* [ASSIGNMENT]: Could you duplicate every row below without changing anything, but omit the pictures from your copy?

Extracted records

- - - - -

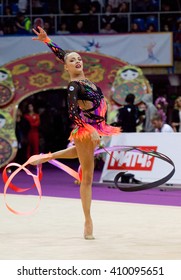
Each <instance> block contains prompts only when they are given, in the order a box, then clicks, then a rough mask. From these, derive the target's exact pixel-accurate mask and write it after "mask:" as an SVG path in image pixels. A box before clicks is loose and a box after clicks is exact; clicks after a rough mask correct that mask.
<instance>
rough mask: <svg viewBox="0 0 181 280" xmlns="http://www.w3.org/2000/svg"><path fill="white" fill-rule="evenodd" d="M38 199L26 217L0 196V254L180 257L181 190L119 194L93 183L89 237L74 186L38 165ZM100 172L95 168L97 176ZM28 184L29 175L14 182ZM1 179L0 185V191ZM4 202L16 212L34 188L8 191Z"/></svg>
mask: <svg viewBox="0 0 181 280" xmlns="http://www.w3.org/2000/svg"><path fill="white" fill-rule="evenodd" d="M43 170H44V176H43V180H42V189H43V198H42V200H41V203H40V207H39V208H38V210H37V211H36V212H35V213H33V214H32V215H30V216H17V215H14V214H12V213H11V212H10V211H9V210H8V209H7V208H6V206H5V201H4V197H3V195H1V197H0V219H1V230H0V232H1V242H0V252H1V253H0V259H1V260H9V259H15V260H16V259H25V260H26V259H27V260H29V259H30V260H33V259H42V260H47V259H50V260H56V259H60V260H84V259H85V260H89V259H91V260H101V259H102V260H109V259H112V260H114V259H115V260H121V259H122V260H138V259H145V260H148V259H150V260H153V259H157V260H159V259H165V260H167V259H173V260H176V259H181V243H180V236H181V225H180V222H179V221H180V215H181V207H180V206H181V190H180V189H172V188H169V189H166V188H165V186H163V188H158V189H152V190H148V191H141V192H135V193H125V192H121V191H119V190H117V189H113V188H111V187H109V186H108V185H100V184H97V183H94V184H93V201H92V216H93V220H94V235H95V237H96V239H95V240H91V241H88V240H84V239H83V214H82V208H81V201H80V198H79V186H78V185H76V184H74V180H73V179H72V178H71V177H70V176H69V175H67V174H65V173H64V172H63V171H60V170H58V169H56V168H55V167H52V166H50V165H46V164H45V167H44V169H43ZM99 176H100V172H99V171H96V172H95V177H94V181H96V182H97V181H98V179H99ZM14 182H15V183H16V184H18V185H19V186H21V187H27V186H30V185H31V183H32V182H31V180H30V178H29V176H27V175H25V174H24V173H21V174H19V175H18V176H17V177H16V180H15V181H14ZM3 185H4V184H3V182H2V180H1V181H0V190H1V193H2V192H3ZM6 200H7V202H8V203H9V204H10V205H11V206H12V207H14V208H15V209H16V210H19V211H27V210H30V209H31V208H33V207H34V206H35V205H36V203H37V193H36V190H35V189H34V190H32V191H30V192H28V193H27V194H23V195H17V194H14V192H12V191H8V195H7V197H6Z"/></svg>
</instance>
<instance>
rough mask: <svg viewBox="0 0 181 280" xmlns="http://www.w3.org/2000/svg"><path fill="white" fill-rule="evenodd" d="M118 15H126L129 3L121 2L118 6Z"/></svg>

- - - - -

* [RESULT FOR THIS TASK]:
Each <instance> block contains prompts only when they are given, in the order a box, then clicks, then a rough mask. From these, derive the target's exact pixel-accurate mask and write it after "mask:" as an SVG path in image pixels. A box before clicks is loose and a box after clicks is exact; clicks after a rough mask correct that mask.
<instance>
rough mask: <svg viewBox="0 0 181 280" xmlns="http://www.w3.org/2000/svg"><path fill="white" fill-rule="evenodd" d="M38 199L26 217L0 196V254L180 257L181 190L119 194L93 183L89 237L74 186L38 165ZM100 172L95 168L97 176ZM28 184L29 175L14 182ZM1 179L0 185V191ZM4 202L16 212L34 188L8 191Z"/></svg>
mask: <svg viewBox="0 0 181 280" xmlns="http://www.w3.org/2000/svg"><path fill="white" fill-rule="evenodd" d="M43 170H44V176H43V180H42V189H43V198H42V200H41V203H40V207H39V208H38V210H37V211H36V212H35V213H33V214H32V215H30V216H17V215H14V214H12V213H11V212H10V211H9V210H8V209H7V208H6V206H5V201H4V197H3V195H1V197H0V219H1V230H0V232H1V242H0V252H1V253H0V259H1V260H9V259H15V260H16V259H25V260H26V259H27V260H29V259H30V260H33V259H42V260H47V259H50V260H56V259H60V260H84V259H85V260H89V259H91V260H101V259H102V260H109V259H112V260H114V259H115V260H121V259H122V260H138V259H145V260H148V259H150V260H153V259H157V260H159V259H165V260H167V259H173V260H176V259H181V243H180V236H181V225H180V222H179V221H180V215H181V207H180V206H181V190H180V189H172V188H169V189H166V188H165V186H163V188H158V189H152V190H148V191H141V192H135V193H125V192H121V191H119V190H117V189H113V188H111V187H109V186H108V185H100V184H97V183H94V184H93V201H92V216H93V220H94V235H95V237H96V239H95V240H91V241H88V240H84V239H83V214H82V208H81V201H80V198H79V186H78V185H76V184H74V180H73V179H72V178H71V177H70V176H69V175H67V174H65V173H64V172H63V171H60V170H58V169H56V168H55V167H52V166H50V165H46V164H45V167H44V169H43ZM99 176H100V172H99V171H96V172H95V177H94V181H96V182H97V181H98V179H99ZM14 182H15V183H16V184H18V185H19V186H21V187H27V186H30V185H31V183H32V182H31V180H30V178H29V176H27V175H25V174H24V173H21V174H19V175H18V176H17V177H16V180H15V181H14ZM3 185H4V184H3V182H2V180H1V181H0V190H1V193H2V192H3ZM6 200H7V202H8V203H9V204H10V205H11V206H12V207H14V208H15V209H16V210H19V211H27V210H30V209H31V208H33V207H34V206H35V205H36V203H37V193H36V190H35V189H34V190H32V191H30V192H28V193H27V194H23V195H17V194H14V192H12V191H8V195H7V197H6Z"/></svg>
</instance>
<instance>
rough mask: <svg viewBox="0 0 181 280" xmlns="http://www.w3.org/2000/svg"><path fill="white" fill-rule="evenodd" d="M118 15H126L129 3L121 2L118 6Z"/></svg>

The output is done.